Supplied data ▸
══════
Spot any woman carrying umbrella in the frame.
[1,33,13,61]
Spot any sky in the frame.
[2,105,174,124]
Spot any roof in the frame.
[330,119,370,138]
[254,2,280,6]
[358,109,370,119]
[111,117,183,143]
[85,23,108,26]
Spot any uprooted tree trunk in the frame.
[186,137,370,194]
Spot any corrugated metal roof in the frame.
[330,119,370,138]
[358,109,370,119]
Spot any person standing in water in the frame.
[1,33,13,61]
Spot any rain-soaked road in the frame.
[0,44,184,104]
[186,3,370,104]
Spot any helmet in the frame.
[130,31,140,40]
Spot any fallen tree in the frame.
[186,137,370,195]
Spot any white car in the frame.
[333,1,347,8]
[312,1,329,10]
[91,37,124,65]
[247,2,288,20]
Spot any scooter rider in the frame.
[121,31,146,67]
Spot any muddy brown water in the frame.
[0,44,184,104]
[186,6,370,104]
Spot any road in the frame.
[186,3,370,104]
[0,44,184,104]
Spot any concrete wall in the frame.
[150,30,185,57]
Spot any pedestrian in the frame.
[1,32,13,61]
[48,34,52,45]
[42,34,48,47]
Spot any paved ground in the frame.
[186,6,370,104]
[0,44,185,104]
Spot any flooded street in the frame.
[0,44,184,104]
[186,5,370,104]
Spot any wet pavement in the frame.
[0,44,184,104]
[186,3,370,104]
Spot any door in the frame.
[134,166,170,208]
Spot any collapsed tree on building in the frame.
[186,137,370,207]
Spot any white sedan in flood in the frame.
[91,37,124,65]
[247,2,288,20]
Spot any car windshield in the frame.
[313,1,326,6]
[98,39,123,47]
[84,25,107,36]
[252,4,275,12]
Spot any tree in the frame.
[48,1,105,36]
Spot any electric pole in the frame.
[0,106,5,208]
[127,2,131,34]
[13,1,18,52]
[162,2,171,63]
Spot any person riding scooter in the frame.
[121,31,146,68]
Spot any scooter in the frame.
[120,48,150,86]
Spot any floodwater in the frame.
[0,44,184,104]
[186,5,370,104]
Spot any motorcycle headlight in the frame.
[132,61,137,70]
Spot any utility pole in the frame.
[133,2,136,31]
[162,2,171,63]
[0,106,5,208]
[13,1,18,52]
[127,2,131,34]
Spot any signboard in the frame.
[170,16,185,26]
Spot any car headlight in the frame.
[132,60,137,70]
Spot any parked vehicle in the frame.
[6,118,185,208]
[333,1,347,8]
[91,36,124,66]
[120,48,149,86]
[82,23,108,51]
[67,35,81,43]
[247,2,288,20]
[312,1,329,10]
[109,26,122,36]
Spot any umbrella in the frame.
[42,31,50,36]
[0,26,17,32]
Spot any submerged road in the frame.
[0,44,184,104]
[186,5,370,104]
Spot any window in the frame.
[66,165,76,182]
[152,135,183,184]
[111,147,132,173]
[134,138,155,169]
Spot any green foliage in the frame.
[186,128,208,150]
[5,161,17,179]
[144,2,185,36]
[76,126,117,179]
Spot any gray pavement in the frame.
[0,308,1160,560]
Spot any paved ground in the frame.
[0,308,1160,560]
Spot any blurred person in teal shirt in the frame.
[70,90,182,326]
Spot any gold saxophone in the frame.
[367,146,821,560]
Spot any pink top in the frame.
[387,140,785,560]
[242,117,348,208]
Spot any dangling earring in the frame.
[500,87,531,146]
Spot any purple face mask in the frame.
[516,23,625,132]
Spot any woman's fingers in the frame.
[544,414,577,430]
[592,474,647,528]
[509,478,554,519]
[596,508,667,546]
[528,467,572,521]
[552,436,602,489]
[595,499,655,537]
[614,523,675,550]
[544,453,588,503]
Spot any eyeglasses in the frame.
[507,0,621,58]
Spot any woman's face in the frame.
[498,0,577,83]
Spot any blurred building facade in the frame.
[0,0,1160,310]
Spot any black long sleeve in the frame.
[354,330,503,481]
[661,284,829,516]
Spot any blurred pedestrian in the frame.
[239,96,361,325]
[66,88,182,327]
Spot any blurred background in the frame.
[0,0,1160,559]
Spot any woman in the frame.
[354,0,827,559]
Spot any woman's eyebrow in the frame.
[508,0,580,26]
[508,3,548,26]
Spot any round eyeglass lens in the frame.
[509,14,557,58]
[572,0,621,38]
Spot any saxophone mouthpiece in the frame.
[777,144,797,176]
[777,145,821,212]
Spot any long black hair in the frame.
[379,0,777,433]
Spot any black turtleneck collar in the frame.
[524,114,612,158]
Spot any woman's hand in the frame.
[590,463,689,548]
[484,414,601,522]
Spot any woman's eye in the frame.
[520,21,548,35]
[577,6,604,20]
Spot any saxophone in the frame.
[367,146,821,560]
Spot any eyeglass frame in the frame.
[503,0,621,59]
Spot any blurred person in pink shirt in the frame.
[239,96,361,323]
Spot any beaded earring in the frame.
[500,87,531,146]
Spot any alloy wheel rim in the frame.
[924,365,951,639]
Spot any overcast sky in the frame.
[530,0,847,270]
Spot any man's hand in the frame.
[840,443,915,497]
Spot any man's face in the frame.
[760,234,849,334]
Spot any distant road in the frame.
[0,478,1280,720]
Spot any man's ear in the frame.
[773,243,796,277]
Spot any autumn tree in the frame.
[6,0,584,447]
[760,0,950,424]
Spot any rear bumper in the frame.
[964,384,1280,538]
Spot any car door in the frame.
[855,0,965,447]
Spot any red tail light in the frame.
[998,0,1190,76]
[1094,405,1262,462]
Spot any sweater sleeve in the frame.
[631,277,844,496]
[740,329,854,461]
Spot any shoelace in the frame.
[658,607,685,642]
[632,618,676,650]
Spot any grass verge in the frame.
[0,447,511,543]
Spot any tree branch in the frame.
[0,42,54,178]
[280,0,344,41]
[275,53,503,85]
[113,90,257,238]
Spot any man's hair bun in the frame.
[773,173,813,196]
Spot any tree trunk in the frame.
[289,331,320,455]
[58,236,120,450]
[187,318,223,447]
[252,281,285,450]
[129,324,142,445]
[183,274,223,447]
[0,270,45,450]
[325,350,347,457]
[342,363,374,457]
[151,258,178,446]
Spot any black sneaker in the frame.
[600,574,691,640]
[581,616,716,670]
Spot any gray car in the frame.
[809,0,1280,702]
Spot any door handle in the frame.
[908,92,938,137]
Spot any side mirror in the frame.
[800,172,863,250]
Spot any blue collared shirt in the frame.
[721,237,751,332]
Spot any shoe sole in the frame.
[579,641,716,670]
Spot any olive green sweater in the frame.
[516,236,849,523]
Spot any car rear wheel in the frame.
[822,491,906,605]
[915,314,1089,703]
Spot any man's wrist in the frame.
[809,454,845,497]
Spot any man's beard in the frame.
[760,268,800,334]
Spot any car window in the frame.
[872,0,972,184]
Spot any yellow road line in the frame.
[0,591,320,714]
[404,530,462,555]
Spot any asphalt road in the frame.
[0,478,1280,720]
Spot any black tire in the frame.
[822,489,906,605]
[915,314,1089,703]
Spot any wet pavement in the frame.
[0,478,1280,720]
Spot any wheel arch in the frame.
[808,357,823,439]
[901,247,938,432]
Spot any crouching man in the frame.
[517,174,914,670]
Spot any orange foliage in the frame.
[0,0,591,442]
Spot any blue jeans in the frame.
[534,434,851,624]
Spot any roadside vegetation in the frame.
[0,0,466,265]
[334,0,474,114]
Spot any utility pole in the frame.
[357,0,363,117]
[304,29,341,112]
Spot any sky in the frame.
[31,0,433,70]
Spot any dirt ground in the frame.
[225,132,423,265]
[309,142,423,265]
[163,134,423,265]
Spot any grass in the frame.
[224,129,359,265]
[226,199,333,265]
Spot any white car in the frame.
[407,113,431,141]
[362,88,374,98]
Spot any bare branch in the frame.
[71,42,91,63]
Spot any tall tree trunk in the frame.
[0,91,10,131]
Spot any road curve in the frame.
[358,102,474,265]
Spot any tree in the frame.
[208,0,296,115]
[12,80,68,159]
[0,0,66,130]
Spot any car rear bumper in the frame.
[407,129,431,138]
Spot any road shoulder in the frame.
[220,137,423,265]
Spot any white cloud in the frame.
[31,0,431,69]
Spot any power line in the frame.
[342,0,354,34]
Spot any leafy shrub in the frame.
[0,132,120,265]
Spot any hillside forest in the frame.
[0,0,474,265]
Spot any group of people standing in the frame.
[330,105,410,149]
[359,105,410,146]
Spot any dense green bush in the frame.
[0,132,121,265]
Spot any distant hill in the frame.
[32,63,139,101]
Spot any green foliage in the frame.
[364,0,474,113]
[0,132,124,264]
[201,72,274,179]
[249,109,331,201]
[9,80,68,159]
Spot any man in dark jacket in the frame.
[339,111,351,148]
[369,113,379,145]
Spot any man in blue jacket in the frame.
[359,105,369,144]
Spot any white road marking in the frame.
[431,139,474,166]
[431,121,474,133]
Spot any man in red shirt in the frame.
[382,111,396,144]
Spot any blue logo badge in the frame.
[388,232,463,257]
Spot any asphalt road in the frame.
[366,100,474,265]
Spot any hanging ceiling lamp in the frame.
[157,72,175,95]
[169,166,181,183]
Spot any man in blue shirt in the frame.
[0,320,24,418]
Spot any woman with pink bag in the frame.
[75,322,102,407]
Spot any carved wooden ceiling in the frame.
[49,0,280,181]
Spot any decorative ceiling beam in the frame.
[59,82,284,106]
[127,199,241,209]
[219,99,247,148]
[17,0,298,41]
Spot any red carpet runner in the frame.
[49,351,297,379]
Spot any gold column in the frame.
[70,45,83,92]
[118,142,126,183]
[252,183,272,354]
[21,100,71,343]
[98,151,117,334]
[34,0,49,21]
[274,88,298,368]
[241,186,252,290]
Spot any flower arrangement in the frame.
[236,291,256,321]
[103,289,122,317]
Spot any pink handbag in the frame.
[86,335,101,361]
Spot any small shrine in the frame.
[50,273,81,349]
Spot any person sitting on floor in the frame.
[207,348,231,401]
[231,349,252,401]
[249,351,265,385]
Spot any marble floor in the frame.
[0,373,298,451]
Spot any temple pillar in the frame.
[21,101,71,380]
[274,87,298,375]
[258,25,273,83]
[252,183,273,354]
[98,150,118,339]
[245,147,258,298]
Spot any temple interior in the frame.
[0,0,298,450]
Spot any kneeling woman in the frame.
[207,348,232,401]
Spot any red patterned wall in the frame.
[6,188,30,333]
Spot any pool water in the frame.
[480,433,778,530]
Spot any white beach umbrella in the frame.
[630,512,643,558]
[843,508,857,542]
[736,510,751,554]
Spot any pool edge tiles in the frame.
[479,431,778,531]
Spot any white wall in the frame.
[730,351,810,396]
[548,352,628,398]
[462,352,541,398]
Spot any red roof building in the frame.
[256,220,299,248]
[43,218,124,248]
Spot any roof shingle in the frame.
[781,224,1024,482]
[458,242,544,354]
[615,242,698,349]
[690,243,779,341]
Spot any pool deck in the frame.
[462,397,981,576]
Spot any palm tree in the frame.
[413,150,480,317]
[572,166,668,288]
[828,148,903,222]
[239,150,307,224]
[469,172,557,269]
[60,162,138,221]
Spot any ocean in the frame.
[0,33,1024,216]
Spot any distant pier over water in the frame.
══════
Instructions for the task ▸ Reproduce the records from the line containing "Spot any helmet in the frame." through the line containing "[186,137,370,207]", substituting "brick wall" for "concrete wall" and keeping everything else identical.

Solution to this problem ▸
Spot any helmet in the frame.
[130,31,140,40]
Spot any fallen tree in the frame.
[186,137,370,195]
Spot any white car in the frame.
[333,1,347,8]
[312,1,329,10]
[91,37,124,65]
[247,2,288,20]
Spot any scooter rider in the frame.
[121,31,146,67]
Spot any muddy brown water in the frame.
[0,44,184,104]
[186,6,370,104]
Spot any road in the frame.
[186,3,370,104]
[0,44,184,104]
Spot any brick wall in the frame.
[150,30,185,57]
Spot any pedestrian in the frame.
[1,32,13,61]
[48,34,52,45]
[42,34,48,47]
Spot any paved ground in the frame.
[186,6,370,104]
[0,44,185,104]
Spot any flooded street in the frame.
[0,44,184,104]
[186,5,370,104]
Spot any wet pavement in the frame.
[0,44,184,104]
[186,3,370,104]
Spot any door in the frame.
[134,166,170,208]
Spot any collapsed tree on building in the frame.
[186,137,370,207]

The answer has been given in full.